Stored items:
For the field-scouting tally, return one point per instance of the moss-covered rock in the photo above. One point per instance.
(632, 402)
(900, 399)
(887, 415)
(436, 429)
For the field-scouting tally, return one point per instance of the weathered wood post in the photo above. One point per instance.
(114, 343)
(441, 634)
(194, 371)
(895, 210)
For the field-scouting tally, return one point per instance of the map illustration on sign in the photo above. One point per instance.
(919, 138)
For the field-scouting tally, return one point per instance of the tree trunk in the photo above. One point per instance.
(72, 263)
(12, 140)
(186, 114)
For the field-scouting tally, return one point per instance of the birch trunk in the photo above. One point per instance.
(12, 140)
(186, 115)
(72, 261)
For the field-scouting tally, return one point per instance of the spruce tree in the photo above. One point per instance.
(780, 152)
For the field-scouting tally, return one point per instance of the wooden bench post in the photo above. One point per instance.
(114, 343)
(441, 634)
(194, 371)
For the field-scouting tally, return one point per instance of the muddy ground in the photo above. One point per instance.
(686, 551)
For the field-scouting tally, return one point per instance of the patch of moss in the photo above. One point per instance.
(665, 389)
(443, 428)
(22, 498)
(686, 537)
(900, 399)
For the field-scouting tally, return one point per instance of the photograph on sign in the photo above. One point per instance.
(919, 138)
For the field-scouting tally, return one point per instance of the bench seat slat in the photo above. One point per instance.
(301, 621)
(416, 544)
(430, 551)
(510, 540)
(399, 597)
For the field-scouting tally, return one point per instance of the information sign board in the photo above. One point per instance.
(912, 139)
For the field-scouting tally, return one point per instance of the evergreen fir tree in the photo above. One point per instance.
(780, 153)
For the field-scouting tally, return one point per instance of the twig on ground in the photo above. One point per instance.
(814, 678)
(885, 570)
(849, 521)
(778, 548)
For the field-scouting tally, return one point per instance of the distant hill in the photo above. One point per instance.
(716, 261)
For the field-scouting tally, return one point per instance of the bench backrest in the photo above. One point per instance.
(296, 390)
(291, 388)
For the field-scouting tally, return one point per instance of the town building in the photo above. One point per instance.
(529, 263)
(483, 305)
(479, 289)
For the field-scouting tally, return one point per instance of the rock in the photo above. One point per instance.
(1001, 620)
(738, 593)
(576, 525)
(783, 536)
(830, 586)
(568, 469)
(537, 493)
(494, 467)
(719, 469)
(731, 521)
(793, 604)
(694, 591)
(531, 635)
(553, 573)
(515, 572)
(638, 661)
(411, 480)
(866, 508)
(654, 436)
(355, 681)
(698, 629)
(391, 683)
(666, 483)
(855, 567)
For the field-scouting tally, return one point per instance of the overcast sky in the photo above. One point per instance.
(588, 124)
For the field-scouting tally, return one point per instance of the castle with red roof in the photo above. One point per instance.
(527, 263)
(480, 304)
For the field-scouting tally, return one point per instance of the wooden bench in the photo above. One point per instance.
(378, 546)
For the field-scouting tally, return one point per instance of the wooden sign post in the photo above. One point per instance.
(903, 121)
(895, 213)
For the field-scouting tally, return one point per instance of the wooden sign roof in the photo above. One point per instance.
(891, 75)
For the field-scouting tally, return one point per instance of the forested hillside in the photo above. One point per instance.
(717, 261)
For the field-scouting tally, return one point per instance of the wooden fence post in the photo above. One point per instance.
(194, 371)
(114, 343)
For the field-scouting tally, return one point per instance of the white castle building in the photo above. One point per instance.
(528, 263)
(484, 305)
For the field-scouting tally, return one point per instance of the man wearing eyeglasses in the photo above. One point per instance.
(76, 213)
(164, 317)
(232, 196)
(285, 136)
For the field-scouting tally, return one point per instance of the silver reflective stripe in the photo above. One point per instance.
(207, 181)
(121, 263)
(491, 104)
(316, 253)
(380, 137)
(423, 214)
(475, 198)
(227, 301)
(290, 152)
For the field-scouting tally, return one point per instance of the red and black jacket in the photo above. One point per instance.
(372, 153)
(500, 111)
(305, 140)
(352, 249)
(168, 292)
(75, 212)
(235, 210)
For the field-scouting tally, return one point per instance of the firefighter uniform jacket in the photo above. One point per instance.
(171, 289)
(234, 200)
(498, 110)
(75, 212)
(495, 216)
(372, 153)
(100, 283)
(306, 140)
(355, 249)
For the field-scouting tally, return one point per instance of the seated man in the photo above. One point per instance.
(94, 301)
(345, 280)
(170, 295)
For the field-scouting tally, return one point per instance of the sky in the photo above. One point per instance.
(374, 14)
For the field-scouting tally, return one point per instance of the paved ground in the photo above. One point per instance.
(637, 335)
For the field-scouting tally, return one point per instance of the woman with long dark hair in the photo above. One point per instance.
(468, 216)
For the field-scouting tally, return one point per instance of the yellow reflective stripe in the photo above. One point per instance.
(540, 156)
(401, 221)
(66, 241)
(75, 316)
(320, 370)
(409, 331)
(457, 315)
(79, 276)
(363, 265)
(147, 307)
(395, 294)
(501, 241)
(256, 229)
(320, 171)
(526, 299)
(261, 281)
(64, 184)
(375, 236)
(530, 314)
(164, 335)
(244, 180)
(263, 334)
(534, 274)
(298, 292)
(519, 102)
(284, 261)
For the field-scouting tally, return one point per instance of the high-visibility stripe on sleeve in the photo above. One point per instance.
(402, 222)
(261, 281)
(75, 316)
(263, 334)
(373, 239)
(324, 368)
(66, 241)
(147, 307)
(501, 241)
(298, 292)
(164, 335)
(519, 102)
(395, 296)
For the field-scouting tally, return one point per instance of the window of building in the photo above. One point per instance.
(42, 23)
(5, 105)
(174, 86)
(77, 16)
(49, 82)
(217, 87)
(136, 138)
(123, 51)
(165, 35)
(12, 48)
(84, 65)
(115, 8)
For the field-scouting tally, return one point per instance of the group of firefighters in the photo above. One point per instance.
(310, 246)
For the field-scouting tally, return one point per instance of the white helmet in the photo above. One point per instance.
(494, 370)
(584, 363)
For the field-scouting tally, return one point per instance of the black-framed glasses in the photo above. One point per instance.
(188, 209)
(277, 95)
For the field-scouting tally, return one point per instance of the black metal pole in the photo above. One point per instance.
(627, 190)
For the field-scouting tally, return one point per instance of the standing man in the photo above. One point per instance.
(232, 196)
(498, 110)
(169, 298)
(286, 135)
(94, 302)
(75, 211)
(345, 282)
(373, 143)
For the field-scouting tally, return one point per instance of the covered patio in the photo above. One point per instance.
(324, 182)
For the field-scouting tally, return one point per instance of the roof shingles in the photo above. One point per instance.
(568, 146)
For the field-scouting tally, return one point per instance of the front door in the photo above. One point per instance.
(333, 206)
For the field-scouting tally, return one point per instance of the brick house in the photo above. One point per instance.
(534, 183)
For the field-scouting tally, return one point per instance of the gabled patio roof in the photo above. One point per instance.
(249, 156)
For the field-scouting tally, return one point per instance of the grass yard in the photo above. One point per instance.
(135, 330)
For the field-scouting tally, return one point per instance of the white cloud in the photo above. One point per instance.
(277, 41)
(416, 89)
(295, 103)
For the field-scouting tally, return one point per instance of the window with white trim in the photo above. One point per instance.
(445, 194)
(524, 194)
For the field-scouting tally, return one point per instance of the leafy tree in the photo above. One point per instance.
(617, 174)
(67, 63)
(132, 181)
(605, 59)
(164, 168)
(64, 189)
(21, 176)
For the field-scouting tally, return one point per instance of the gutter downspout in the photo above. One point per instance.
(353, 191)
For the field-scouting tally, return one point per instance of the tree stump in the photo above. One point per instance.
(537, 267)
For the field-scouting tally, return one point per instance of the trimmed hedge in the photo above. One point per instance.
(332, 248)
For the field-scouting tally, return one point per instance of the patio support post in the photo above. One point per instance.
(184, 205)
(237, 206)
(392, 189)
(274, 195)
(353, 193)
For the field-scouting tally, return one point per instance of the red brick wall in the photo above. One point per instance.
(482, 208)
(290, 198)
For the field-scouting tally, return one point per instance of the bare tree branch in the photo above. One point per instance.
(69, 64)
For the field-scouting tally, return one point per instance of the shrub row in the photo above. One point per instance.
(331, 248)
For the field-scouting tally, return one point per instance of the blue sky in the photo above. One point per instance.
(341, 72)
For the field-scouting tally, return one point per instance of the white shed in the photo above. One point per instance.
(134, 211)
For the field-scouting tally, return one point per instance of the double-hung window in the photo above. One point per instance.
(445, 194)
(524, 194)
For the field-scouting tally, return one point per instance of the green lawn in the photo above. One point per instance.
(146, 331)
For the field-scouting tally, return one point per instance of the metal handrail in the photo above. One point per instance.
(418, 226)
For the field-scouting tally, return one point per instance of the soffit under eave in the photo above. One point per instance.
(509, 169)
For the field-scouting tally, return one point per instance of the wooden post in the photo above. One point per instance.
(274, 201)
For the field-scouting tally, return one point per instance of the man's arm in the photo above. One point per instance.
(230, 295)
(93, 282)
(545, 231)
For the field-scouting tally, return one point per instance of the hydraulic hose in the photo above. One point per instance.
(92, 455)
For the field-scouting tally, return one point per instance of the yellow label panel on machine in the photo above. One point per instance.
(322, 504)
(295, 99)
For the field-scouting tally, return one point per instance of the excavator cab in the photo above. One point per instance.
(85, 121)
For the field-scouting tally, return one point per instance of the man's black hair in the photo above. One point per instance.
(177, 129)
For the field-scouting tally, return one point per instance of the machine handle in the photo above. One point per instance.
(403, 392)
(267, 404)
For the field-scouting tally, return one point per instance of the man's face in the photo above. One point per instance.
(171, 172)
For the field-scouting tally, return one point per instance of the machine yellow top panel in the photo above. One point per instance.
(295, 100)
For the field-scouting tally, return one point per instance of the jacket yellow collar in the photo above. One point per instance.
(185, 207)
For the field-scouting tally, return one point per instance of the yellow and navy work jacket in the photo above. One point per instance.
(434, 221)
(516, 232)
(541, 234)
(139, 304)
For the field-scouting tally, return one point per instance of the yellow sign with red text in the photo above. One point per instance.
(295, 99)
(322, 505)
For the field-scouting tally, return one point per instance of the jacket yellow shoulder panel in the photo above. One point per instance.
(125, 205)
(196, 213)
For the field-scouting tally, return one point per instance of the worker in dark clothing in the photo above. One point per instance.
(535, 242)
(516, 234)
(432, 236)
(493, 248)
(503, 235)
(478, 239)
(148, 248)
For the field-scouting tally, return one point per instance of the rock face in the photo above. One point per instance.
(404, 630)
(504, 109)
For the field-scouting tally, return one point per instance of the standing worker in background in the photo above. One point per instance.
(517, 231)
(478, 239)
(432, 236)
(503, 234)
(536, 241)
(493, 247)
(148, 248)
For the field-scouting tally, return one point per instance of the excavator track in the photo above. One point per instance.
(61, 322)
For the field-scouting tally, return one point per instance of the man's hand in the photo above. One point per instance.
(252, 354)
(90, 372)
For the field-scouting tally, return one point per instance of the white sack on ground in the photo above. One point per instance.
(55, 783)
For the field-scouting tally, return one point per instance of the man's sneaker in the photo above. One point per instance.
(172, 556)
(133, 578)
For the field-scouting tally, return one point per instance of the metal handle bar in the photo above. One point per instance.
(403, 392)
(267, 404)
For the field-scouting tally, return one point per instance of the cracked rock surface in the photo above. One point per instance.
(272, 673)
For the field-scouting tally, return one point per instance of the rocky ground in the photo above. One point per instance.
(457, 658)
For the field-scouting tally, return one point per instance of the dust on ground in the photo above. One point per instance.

▶ **TASK DESCRIPTION**:
Your answer must be the line holding "the metal handle" and every later line of the entries above, written out exactly, and nothing else.

▶ **SOLUTION TO THE EXERCISE**:
For the field-scouting tally, return one point per instance of the metal handle bar in the photo above. One point per instance.
(403, 392)
(267, 404)
For the field-scouting tally, return one point per instance of the cracked rock surface in the photo above. One point per instance.
(272, 673)
For the field-scouting tally, return one point per instance of the rocky ground in the photo above. One point per instance.
(457, 658)
For the field-scouting tally, return one point per instance of the dust on ground in the photo above. One point per instance.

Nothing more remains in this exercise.